■ Your goal ■
Convert the items below into a numbered list, omitting any blank lines.
— start Data for this task —
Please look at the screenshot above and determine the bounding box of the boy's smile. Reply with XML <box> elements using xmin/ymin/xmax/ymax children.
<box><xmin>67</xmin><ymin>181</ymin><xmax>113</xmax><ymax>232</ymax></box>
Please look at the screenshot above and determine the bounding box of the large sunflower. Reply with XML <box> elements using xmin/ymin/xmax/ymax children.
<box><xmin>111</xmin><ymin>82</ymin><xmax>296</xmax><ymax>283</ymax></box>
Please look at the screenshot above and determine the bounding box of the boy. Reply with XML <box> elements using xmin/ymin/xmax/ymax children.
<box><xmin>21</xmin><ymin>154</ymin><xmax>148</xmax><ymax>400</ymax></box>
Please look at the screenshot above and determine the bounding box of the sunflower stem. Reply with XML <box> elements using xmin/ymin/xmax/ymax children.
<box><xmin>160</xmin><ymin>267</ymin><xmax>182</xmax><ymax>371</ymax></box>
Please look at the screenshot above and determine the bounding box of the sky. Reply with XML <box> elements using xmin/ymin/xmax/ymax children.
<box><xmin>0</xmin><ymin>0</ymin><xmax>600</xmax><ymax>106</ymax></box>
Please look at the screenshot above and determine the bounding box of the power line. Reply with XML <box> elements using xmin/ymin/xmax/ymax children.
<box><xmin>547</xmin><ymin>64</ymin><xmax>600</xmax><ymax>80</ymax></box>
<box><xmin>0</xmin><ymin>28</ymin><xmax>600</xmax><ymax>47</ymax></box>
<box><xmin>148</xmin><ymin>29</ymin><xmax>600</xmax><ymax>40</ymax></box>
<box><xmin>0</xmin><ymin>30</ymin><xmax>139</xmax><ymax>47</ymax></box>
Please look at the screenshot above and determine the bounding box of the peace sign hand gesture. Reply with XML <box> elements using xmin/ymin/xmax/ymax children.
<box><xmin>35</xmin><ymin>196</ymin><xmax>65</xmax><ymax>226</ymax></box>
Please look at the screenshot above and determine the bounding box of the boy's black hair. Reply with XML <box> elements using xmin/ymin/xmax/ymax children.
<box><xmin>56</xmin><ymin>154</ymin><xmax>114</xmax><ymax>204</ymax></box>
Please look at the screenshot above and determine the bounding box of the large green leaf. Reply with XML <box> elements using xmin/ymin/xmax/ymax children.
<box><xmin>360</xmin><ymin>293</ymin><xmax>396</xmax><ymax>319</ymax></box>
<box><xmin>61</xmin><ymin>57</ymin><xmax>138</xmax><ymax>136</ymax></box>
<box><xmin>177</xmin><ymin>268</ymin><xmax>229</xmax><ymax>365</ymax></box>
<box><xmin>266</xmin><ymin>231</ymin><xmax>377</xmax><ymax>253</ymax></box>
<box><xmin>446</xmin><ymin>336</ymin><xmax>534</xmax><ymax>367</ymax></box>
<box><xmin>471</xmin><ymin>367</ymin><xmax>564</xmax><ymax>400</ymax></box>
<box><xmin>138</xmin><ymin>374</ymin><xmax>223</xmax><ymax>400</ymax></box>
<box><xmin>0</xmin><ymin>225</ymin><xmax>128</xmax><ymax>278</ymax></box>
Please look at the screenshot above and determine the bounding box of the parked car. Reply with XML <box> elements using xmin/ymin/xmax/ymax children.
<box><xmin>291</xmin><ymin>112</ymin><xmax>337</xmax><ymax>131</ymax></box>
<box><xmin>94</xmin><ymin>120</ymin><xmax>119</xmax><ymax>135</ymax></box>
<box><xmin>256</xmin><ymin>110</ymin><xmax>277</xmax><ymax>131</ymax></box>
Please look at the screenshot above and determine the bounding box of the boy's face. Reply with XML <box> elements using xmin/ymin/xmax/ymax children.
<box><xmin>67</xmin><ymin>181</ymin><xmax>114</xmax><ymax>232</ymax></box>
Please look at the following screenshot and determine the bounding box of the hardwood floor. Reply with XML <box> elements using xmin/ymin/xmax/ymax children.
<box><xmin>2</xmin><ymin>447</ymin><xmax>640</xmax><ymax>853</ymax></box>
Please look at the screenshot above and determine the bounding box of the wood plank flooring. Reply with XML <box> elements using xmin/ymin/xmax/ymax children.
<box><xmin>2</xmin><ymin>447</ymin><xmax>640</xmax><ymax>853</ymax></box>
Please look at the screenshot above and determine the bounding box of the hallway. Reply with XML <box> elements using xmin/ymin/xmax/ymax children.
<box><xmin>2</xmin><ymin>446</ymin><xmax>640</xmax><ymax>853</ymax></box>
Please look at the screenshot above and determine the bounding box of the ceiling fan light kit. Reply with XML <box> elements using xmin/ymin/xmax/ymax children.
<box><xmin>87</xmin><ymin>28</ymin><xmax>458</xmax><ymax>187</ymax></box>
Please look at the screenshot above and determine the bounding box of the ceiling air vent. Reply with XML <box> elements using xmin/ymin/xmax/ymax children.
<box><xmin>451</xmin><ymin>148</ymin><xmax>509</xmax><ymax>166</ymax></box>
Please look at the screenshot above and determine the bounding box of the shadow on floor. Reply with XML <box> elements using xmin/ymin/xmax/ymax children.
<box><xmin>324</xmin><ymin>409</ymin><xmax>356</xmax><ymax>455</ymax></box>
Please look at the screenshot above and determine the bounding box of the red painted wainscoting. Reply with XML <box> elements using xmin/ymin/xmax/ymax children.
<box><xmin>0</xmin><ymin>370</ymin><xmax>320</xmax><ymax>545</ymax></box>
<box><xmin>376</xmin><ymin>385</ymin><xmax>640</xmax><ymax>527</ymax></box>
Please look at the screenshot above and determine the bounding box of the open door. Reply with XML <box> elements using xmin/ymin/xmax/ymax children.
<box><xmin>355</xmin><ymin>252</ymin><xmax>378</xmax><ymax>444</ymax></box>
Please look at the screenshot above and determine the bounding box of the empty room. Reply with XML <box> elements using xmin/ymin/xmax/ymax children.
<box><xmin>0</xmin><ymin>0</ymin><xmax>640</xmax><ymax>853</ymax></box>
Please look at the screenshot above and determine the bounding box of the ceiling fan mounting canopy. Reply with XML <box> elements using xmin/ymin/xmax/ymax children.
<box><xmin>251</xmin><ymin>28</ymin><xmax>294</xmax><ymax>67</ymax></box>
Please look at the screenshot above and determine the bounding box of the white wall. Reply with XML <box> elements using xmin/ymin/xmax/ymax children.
— end Data for this task —
■ The reply ■
1. Please look at the screenshot above and determine the bounding box of the boy's smile. Reply with XML <box> elements using xmin/ymin/xmax/ymax children.
2. <box><xmin>67</xmin><ymin>181</ymin><xmax>113</xmax><ymax>232</ymax></box>
3. Please look at the screenshot above and determine the bounding box of the large sunflower. Reply with XML <box> elements using xmin/ymin/xmax/ymax children.
4. <box><xmin>111</xmin><ymin>82</ymin><xmax>296</xmax><ymax>283</ymax></box>
5. Please look at the screenshot above and determine the bounding box of the boy. Reply with XML <box> elements using xmin/ymin/xmax/ymax children.
6. <box><xmin>21</xmin><ymin>154</ymin><xmax>148</xmax><ymax>400</ymax></box>
7. Please look at the screenshot above and determine the bounding box of the sunflower stem. Reply with XML <box> elements using xmin/ymin/xmax/ymax children.
8. <box><xmin>160</xmin><ymin>267</ymin><xmax>182</xmax><ymax>371</ymax></box>
9. Please look at the screenshot above and determine the bounding box of the sky. Reply with XML <box> elements using xmin/ymin/xmax/ymax children.
10. <box><xmin>0</xmin><ymin>0</ymin><xmax>600</xmax><ymax>106</ymax></box>
11. Please look at the screenshot above and determine the bounding box of the power line. Reply with XML <box> elements using xmin/ymin/xmax/ymax children.
12. <box><xmin>547</xmin><ymin>64</ymin><xmax>600</xmax><ymax>80</ymax></box>
13. <box><xmin>0</xmin><ymin>28</ymin><xmax>600</xmax><ymax>47</ymax></box>
14. <box><xmin>148</xmin><ymin>29</ymin><xmax>600</xmax><ymax>40</ymax></box>
15. <box><xmin>0</xmin><ymin>30</ymin><xmax>139</xmax><ymax>47</ymax></box>
16. Please look at the screenshot above and determine the bounding box of the peace sign hand gesture. Reply with XML <box> elements using xmin/ymin/xmax/ymax children.
17. <box><xmin>35</xmin><ymin>196</ymin><xmax>65</xmax><ymax>226</ymax></box>
18. Please look at the screenshot above and determine the bounding box of the boy's black hair. Reply with XML <box> elements using xmin/ymin/xmax/ymax children.
19. <box><xmin>56</xmin><ymin>154</ymin><xmax>114</xmax><ymax>204</ymax></box>
20. Please look at the screenshot above and determine the bounding box of the large green leaf. Reply with XML <box> elements using xmin/ymin/xmax/ymax children.
21. <box><xmin>360</xmin><ymin>293</ymin><xmax>396</xmax><ymax>319</ymax></box>
22. <box><xmin>61</xmin><ymin>57</ymin><xmax>138</xmax><ymax>136</ymax></box>
23. <box><xmin>177</xmin><ymin>268</ymin><xmax>229</xmax><ymax>365</ymax></box>
24. <box><xmin>266</xmin><ymin>231</ymin><xmax>377</xmax><ymax>253</ymax></box>
25. <box><xmin>446</xmin><ymin>336</ymin><xmax>534</xmax><ymax>367</ymax></box>
26. <box><xmin>471</xmin><ymin>367</ymin><xmax>564</xmax><ymax>400</ymax></box>
27. <box><xmin>138</xmin><ymin>374</ymin><xmax>223</xmax><ymax>400</ymax></box>
28. <box><xmin>0</xmin><ymin>225</ymin><xmax>128</xmax><ymax>278</ymax></box>
29. Please look at the screenshot above and determine the bounding box of the parked car. Reply with XML <box> elements using xmin/ymin/xmax/ymax children.
30. <box><xmin>291</xmin><ymin>112</ymin><xmax>337</xmax><ymax>131</ymax></box>
31. <box><xmin>94</xmin><ymin>120</ymin><xmax>119</xmax><ymax>135</ymax></box>
32. <box><xmin>256</xmin><ymin>110</ymin><xmax>277</xmax><ymax>131</ymax></box>
33. Please look at the screenshot above and determine the bounding box of the boy's face. Reply with XML <box> elements using xmin/ymin/xmax/ymax children.
34. <box><xmin>67</xmin><ymin>181</ymin><xmax>114</xmax><ymax>232</ymax></box>
35. Please look at the following screenshot and determine the bounding box of the hardwood floor. Reply with XML <box> elements using xmin/ymin/xmax/ymax children.
36. <box><xmin>2</xmin><ymin>447</ymin><xmax>640</xmax><ymax>853</ymax></box>
37. Please look at the screenshot above and determine the bounding box of the wood plank flooring. Reply with XML <box> elements using xmin/ymin/xmax/ymax children.
38. <box><xmin>2</xmin><ymin>447</ymin><xmax>640</xmax><ymax>853</ymax></box>
39. Please look at the screenshot above and determine the bounding box of the hallway. Reply with XML <box> elements using xmin/ymin/xmax/ymax children.
40. <box><xmin>2</xmin><ymin>446</ymin><xmax>640</xmax><ymax>853</ymax></box>
41. Please look at the screenshot above and determine the bounding box of the ceiling fan light kit. Reply with XML <box> elements using xmin/ymin/xmax/ymax children.
42. <box><xmin>87</xmin><ymin>28</ymin><xmax>458</xmax><ymax>187</ymax></box>
43. Please look at the screenshot above and determine the bounding box of the ceiling air vent. Reply with XML <box> elements using xmin/ymin/xmax/ymax children.
44. <box><xmin>451</xmin><ymin>148</ymin><xmax>509</xmax><ymax>166</ymax></box>
45. Please look at the screenshot above and determine the bounding box of the shadow on floor. Reply with XML <box> elements using xmin/ymin/xmax/ymax children.
46. <box><xmin>324</xmin><ymin>409</ymin><xmax>356</xmax><ymax>455</ymax></box>
47. Please look at the screenshot above and determine the bounding box of the red painted wainscoting. Reply with XML <box> elements using xmin/ymin/xmax/ymax children.
48. <box><xmin>0</xmin><ymin>370</ymin><xmax>320</xmax><ymax>545</ymax></box>
49. <box><xmin>376</xmin><ymin>385</ymin><xmax>640</xmax><ymax>527</ymax></box>
50. Please look at the screenshot above and determine the bounding box of the open door. Reply with XML <box> elements using xmin/ymin/xmax/ymax children.
51. <box><xmin>355</xmin><ymin>252</ymin><xmax>378</xmax><ymax>444</ymax></box>
52. Please look at the screenshot above and determine the bounding box of the empty room. Reply with XML <box> elements using xmin/ymin/xmax/ymax children.
53. <box><xmin>0</xmin><ymin>0</ymin><xmax>640</xmax><ymax>853</ymax></box>
54. Please look at the screenshot above and determine the bounding box of the ceiling fan mounting canopy. Reply with XML <box> elements using xmin/ymin/xmax/ymax children.
55. <box><xmin>251</xmin><ymin>28</ymin><xmax>294</xmax><ymax>67</ymax></box>
56. Please look at the screenshot above and determine the bounding box of the white wall. Reply with XML <box> elements using xmin/ymin/xmax/ymax children.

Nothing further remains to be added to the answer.